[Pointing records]
....

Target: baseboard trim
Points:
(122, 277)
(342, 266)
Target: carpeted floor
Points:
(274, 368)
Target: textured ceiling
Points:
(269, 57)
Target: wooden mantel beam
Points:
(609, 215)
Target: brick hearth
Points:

....

- What you are asked to do -
All of the entries above need to be reproduced exactly.

- Result below -
Target: baseboard trim
Points:
(122, 277)
(342, 266)
Target: carpeted floor
Points:
(274, 368)
Target: textured ceiling
Points:
(269, 57)
Target: wooden mantel beam
Points:
(609, 215)
Target: brick hearth
Points:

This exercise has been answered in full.